** start Provided passage **

Global economies compete for the benefits of the electric transition and traceability can ensure regions reap full benefits

The world is making a historic transition. What powers our cars and homes is shifting from fossil fuel based to critical minerals based and this requires completely different resources, supply chains, and skillsets.


Looking solely at what powers our transportation and gets us from A to B, electric vehicles (EVs) are expected to grow in number from 27 million passenger electric vehicles on the road today to 731 million by 2040. Across all transportation segments, the shift to EVs equates to $8.8 trillion in economic opportunity by 2030 and $571 trillion by 2050, according to Bloomberg New Energy Finance’s (BNEF’s) Economic Transition scenario.


Making this transition effectively means accelerating lithium-ion battery output from 1.1TWh today to 15TWh in 2050—and all these terawatt hours mean potential jobs, R&D investment, innovation, and economic prosperity for countries around the world. It is therefore no surprise that batteries are now central to many countries’ industrial and international policy agendas.

** end Provided passage **

◆ **What to do**:
1) Using the passage on the electric transition, answer these:
(a) How many passenger electric vehicles are on the road today?
(b) What economic opportunity does the shift to EVs equal by 2030 under BNEF's Economic Transition scenario?
(c) What lithium-ion battery output must be reached by 2050?
2) Write the next paragraph of the passage on the electric transition, picking up after its final sentence.

** start Extracted records **

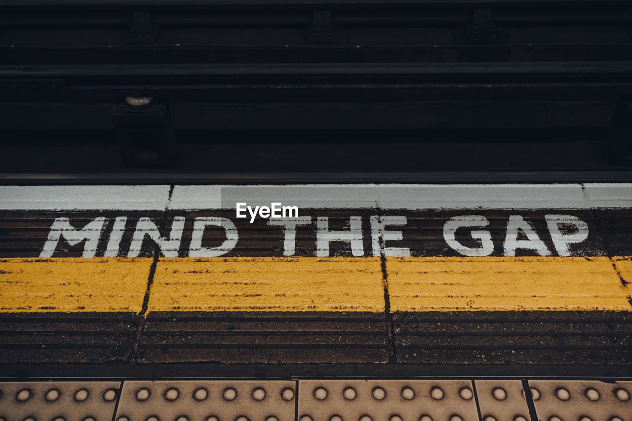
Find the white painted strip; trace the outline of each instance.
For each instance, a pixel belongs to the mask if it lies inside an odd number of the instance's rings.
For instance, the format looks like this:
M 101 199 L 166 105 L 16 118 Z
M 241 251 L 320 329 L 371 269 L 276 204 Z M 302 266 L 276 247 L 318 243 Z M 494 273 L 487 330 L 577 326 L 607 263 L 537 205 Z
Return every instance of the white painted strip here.
M 5 210 L 164 210 L 169 186 L 3 186 Z
M 613 188 L 616 188 L 613 187 Z M 580 184 L 176 186 L 169 208 L 234 209 L 238 202 L 300 209 L 586 209 Z
M 300 209 L 632 208 L 632 184 L 0 186 L 5 210 L 234 209 L 238 202 Z

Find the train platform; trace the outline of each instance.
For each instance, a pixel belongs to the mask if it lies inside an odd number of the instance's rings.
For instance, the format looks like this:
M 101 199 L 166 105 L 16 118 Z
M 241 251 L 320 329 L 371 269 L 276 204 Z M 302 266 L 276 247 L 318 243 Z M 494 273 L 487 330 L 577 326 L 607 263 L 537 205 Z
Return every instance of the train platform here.
M 0 186 L 0 419 L 629 420 L 631 209 L 625 183 Z

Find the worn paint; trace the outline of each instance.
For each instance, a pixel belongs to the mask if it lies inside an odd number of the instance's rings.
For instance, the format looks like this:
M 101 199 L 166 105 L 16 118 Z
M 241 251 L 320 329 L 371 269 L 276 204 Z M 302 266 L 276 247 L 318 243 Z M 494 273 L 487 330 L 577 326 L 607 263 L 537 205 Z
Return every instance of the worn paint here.
M 384 310 L 379 258 L 165 259 L 149 311 Z
M 152 259 L 0 259 L 0 312 L 138 312 Z
M 392 311 L 632 310 L 606 257 L 389 258 L 386 270 Z

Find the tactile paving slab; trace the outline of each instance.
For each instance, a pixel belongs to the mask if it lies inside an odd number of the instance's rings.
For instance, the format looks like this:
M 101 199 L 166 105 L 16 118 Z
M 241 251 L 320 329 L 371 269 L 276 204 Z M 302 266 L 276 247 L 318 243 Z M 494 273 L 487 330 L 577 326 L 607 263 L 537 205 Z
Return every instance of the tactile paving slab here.
M 116 421 L 292 421 L 291 381 L 126 381 Z
M 299 421 L 475 421 L 468 380 L 301 380 Z
M 520 380 L 476 380 L 483 421 L 528 421 L 529 407 Z
M 631 421 L 632 381 L 530 380 L 542 421 Z
M 110 421 L 121 382 L 0 382 L 0 421 Z

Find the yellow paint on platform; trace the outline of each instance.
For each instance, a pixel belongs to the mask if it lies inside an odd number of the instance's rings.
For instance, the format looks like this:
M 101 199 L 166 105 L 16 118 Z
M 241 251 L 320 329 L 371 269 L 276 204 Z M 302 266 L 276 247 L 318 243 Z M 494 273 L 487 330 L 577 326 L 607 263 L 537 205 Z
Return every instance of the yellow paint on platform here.
M 161 259 L 148 310 L 381 312 L 380 259 Z
M 632 310 L 607 257 L 388 258 L 386 269 L 392 311 Z
M 0 259 L 0 312 L 131 311 L 152 259 Z
M 0 312 L 138 312 L 152 261 L 1 259 Z M 392 311 L 632 311 L 630 258 L 387 258 L 386 269 Z M 384 307 L 379 258 L 181 258 L 159 259 L 148 310 Z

** end Extracted records **

◆ **Results of the tasks**:
1)
(a) 27 million
(b) $8.8 trillion
(c) 15TWh

2)
Building our global critical minerals-based economy is naturally creating geopolitical, environmental, and societal tension. What are some key geographies to watch, and how is supply chain visibility and traceability solution in this transition unlike any transitions before?

Africa

Looking to Africa, the continent holds a third of the world’s critical minerals. Understandably, countries within the African continent want more economic prosperity than what will be derived from extracting ore from the earth—they want the jobs and community development that compound with stable and long-term investment and when materials are also processed and manufactured within borders.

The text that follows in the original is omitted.